Coordinate annotation records

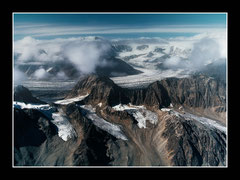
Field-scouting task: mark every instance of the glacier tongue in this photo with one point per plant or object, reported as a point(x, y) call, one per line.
point(112, 129)
point(140, 113)
point(70, 100)
point(65, 129)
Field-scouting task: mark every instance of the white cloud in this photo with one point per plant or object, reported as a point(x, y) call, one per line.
point(18, 76)
point(84, 53)
point(41, 74)
point(38, 30)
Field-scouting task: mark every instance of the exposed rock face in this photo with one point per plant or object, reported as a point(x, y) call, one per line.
point(200, 94)
point(171, 141)
point(192, 144)
point(22, 94)
point(197, 92)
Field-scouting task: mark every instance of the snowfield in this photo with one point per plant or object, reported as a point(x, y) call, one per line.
point(65, 129)
point(71, 100)
point(111, 128)
point(140, 113)
point(147, 77)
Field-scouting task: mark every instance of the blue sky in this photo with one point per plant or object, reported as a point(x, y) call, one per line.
point(120, 25)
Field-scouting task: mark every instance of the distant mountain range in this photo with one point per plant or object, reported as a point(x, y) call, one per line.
point(100, 123)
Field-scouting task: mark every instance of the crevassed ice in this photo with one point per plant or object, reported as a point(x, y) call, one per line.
point(140, 113)
point(65, 129)
point(70, 100)
point(111, 128)
point(22, 105)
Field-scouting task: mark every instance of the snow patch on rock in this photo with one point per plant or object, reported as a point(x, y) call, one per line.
point(140, 113)
point(65, 129)
point(111, 128)
point(71, 100)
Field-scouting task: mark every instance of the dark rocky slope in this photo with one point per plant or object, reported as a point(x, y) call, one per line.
point(197, 93)
point(172, 140)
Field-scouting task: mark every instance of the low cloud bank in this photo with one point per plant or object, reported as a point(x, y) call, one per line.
point(84, 53)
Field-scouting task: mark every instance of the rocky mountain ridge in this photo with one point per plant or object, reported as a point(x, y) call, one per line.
point(172, 140)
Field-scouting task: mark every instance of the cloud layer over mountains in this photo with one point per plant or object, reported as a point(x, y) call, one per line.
point(86, 53)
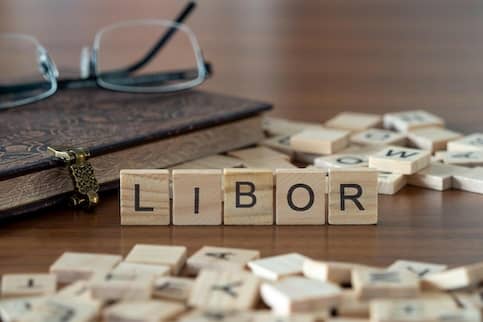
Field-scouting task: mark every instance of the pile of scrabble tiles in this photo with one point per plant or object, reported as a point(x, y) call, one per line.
point(409, 147)
point(155, 283)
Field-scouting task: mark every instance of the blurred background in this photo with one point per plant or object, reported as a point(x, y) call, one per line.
point(311, 59)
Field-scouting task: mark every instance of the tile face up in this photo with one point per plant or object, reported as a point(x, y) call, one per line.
point(352, 121)
point(216, 290)
point(300, 197)
point(197, 197)
point(400, 160)
point(353, 196)
point(378, 137)
point(276, 267)
point(220, 258)
point(172, 256)
point(145, 197)
point(248, 197)
point(410, 120)
point(321, 141)
point(71, 267)
point(473, 142)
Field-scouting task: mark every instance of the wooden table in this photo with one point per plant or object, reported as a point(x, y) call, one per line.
point(312, 59)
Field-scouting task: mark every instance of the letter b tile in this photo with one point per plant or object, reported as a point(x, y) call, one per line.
point(248, 196)
point(352, 196)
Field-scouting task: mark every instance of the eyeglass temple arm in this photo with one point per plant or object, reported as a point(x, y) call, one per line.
point(162, 41)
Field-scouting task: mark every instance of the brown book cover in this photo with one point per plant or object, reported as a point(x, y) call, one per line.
point(121, 130)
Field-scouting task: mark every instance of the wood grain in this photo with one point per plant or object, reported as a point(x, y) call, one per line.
point(312, 59)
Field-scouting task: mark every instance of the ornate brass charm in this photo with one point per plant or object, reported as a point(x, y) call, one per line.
point(82, 172)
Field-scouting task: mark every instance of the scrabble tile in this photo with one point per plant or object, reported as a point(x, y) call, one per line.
point(370, 284)
point(456, 278)
point(432, 138)
point(354, 122)
point(117, 287)
point(322, 141)
point(470, 180)
point(379, 137)
point(197, 197)
point(420, 310)
point(300, 197)
point(141, 269)
point(14, 309)
point(335, 272)
point(224, 290)
point(72, 266)
point(172, 256)
point(63, 309)
point(248, 197)
point(299, 294)
point(352, 196)
point(28, 284)
point(276, 267)
point(220, 258)
point(142, 311)
point(436, 176)
point(390, 183)
point(341, 161)
point(400, 160)
point(420, 269)
point(173, 288)
point(145, 197)
point(473, 142)
point(464, 158)
point(410, 120)
point(216, 161)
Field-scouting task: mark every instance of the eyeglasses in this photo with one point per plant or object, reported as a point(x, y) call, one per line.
point(122, 58)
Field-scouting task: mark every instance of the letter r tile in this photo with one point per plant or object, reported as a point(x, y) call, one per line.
point(248, 196)
point(353, 196)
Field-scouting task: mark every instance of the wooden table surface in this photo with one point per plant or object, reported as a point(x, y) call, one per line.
point(312, 59)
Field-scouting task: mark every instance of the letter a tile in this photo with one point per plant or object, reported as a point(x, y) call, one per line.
point(248, 196)
point(352, 196)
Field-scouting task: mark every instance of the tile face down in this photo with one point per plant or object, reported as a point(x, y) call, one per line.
point(353, 196)
point(400, 160)
point(145, 197)
point(197, 197)
point(248, 197)
point(300, 197)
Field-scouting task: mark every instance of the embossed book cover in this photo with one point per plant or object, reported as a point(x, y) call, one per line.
point(121, 131)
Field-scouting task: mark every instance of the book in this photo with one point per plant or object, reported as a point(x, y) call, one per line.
point(121, 131)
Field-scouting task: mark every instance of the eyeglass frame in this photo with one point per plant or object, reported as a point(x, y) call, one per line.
point(94, 78)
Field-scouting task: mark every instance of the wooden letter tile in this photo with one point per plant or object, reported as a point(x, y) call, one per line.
point(390, 183)
point(28, 284)
point(220, 258)
point(224, 290)
point(276, 267)
point(400, 160)
point(379, 137)
point(172, 256)
point(248, 197)
point(299, 294)
point(145, 197)
point(142, 311)
point(197, 197)
point(353, 196)
point(432, 138)
point(371, 284)
point(410, 120)
point(321, 141)
point(173, 288)
point(300, 197)
point(71, 267)
point(354, 122)
point(473, 142)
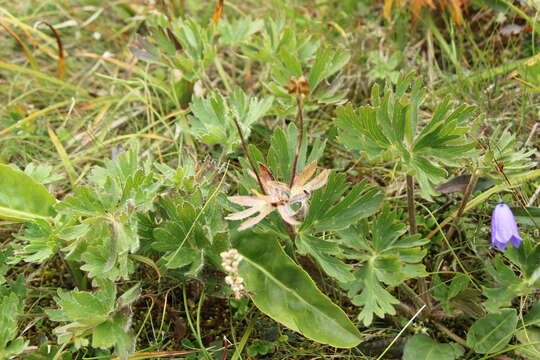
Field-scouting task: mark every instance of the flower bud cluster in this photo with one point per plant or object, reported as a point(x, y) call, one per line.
point(230, 261)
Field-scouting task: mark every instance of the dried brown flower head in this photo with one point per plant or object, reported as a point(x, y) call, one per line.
point(279, 196)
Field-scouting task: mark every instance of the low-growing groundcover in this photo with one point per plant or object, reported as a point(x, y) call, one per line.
point(270, 180)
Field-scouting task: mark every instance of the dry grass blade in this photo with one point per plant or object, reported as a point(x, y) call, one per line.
point(63, 156)
point(61, 61)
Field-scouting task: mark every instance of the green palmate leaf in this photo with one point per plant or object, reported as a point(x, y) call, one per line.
point(282, 148)
point(503, 151)
point(493, 332)
point(99, 314)
point(338, 205)
point(386, 257)
point(22, 198)
point(186, 234)
point(509, 285)
point(213, 117)
point(108, 208)
point(326, 253)
point(286, 293)
point(391, 129)
point(422, 347)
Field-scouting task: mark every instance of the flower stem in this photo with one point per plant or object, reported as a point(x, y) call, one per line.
point(466, 195)
point(250, 160)
point(424, 292)
point(410, 205)
point(300, 120)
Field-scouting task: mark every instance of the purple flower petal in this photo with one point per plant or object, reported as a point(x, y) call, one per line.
point(504, 227)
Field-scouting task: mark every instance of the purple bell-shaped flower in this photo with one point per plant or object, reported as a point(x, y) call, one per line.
point(504, 227)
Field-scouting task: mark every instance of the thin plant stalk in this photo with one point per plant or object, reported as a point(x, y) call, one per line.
point(410, 205)
point(424, 293)
point(250, 160)
point(300, 118)
point(466, 196)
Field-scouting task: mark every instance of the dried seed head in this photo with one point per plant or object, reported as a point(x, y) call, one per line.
point(298, 86)
point(230, 261)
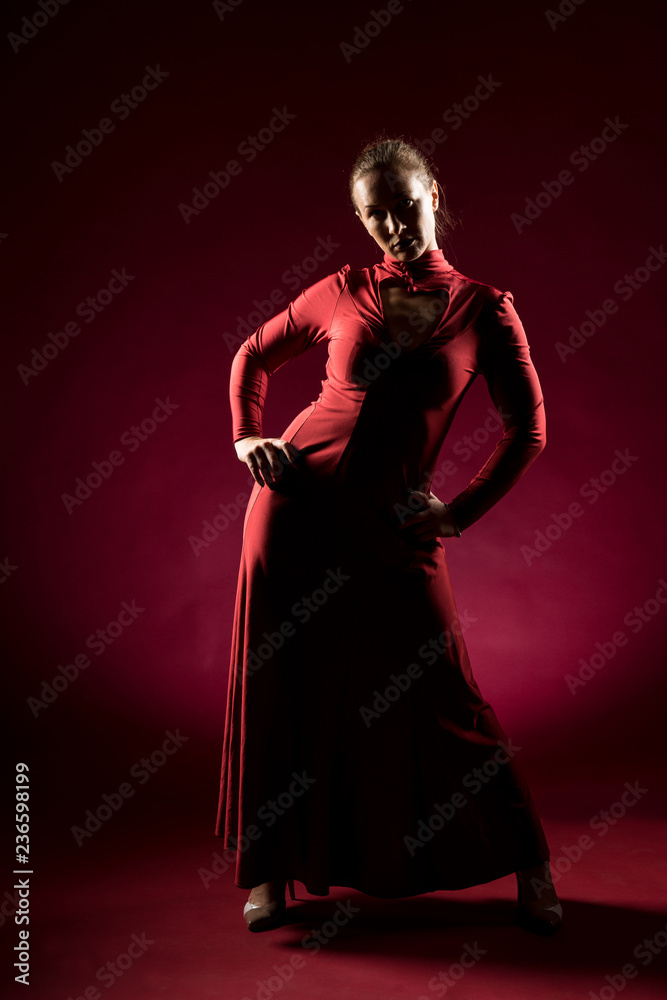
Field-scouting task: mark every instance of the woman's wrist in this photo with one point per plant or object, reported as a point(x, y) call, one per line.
point(457, 530)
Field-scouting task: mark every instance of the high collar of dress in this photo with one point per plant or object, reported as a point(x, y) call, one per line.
point(422, 275)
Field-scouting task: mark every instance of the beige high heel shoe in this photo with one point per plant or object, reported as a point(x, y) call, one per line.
point(263, 917)
point(535, 916)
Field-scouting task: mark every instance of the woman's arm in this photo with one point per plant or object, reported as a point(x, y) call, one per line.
point(504, 360)
point(305, 322)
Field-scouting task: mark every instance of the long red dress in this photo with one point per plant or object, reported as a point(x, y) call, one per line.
point(358, 749)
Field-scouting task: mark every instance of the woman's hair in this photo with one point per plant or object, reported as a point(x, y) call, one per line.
point(387, 154)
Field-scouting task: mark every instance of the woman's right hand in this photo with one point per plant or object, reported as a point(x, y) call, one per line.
point(266, 458)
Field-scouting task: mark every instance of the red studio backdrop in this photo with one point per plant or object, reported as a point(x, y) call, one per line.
point(152, 152)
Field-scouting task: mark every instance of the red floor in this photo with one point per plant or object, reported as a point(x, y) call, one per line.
point(188, 942)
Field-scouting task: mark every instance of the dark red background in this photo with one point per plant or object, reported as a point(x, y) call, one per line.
point(163, 336)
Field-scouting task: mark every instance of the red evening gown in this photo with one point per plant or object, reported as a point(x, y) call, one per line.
point(358, 749)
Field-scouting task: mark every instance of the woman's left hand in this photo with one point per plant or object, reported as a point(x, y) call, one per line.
point(434, 521)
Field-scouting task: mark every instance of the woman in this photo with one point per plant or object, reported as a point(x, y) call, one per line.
point(358, 749)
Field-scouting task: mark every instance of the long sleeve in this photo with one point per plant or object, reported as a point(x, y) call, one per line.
point(504, 360)
point(305, 322)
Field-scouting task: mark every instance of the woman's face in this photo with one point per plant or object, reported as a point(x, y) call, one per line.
point(398, 211)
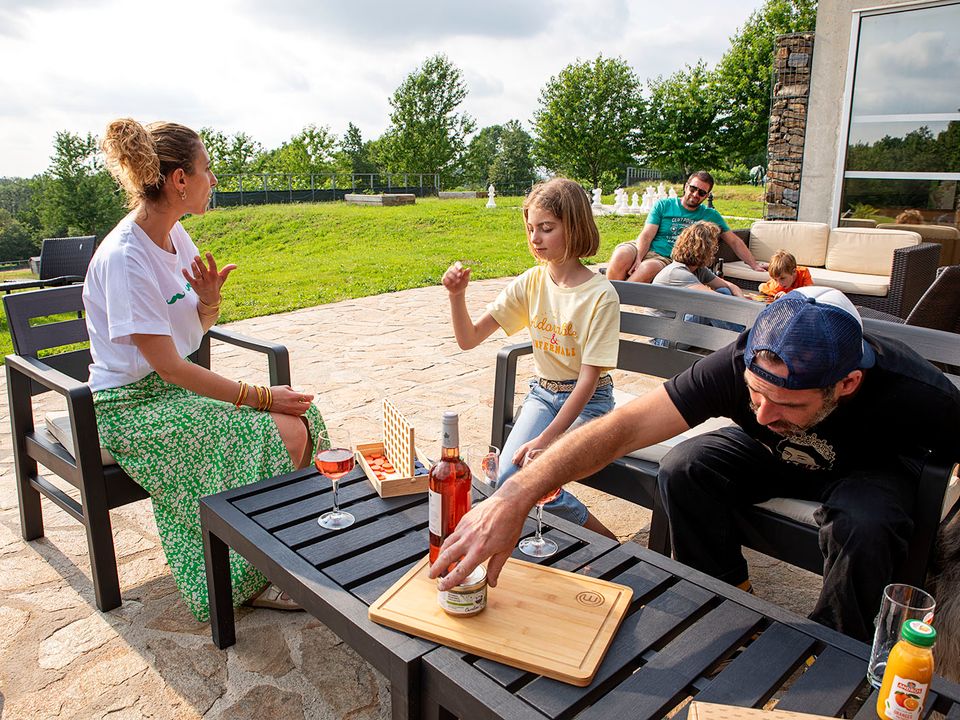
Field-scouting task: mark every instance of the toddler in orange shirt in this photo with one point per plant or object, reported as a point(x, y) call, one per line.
point(785, 275)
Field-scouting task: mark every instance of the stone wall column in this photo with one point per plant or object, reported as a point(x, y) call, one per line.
point(790, 96)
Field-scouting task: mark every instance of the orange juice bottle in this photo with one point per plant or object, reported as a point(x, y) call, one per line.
point(908, 674)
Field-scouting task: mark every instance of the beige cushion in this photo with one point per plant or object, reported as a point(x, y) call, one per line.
point(806, 241)
point(866, 250)
point(857, 283)
point(799, 510)
point(742, 271)
point(58, 424)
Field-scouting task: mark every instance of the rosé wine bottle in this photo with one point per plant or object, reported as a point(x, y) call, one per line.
point(450, 488)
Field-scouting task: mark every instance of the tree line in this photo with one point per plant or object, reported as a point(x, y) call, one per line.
point(593, 118)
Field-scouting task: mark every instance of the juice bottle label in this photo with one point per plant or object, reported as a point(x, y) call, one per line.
point(435, 505)
point(905, 701)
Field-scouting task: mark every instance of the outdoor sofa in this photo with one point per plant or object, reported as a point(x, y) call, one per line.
point(887, 270)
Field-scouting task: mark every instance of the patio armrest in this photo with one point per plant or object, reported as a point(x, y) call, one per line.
point(503, 389)
point(277, 355)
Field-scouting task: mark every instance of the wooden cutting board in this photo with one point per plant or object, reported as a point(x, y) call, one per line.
point(713, 711)
point(552, 622)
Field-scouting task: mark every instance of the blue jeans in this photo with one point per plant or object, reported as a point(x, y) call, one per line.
point(539, 409)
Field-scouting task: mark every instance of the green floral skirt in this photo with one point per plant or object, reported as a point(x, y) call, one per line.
point(179, 447)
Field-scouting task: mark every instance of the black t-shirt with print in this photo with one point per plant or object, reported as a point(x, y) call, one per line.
point(903, 408)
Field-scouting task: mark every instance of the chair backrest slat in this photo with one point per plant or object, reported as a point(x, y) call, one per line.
point(22, 308)
point(66, 256)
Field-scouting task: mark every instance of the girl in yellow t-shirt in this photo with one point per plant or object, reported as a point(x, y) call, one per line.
point(573, 316)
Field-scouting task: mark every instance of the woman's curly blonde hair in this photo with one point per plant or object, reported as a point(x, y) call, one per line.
point(141, 157)
point(697, 244)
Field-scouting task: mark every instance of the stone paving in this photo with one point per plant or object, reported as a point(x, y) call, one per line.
point(61, 658)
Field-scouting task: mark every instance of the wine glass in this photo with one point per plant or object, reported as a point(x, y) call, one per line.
point(538, 545)
point(334, 462)
point(490, 466)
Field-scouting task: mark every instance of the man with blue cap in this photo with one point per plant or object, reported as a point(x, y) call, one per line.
point(821, 412)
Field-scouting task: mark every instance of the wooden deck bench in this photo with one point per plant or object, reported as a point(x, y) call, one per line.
point(783, 528)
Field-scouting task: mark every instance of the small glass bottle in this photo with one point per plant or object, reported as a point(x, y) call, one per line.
point(449, 490)
point(908, 673)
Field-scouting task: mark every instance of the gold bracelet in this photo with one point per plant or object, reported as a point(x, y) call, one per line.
point(241, 396)
point(214, 308)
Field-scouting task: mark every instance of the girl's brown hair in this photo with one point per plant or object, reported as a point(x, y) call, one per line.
point(569, 202)
point(697, 244)
point(141, 157)
point(782, 263)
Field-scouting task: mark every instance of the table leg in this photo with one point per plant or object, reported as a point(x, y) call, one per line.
point(219, 587)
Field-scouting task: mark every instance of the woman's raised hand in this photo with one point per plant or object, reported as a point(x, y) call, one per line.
point(456, 278)
point(288, 401)
point(206, 280)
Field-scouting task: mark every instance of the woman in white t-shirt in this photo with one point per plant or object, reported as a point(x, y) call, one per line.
point(179, 430)
point(573, 316)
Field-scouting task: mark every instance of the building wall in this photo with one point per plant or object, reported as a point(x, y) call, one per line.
point(821, 156)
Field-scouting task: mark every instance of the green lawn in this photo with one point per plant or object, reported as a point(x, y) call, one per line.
point(295, 256)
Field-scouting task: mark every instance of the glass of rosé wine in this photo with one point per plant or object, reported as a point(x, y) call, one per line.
point(538, 545)
point(334, 460)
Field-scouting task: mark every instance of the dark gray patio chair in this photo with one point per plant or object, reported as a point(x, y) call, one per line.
point(63, 261)
point(937, 308)
point(79, 460)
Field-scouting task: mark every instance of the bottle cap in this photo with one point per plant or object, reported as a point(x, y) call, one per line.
point(451, 429)
point(917, 632)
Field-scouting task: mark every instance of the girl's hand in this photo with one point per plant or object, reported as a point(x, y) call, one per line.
point(456, 278)
point(288, 401)
point(519, 457)
point(206, 280)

[Task goal]
Arrange the lines of the listing from the line containing "Field-scouting task: mark every instance of the dried brown" through the line containing "point(279, 196)", inclusive, as a JSON list of strings with one string per line and blank lines omitted.

[Response]
[
  "Field-scouting task: mark every instance of the dried brown flower head in this photo with one point per plant or object, reported as a point(x, y) call, one per line.",
  "point(279, 196)"
]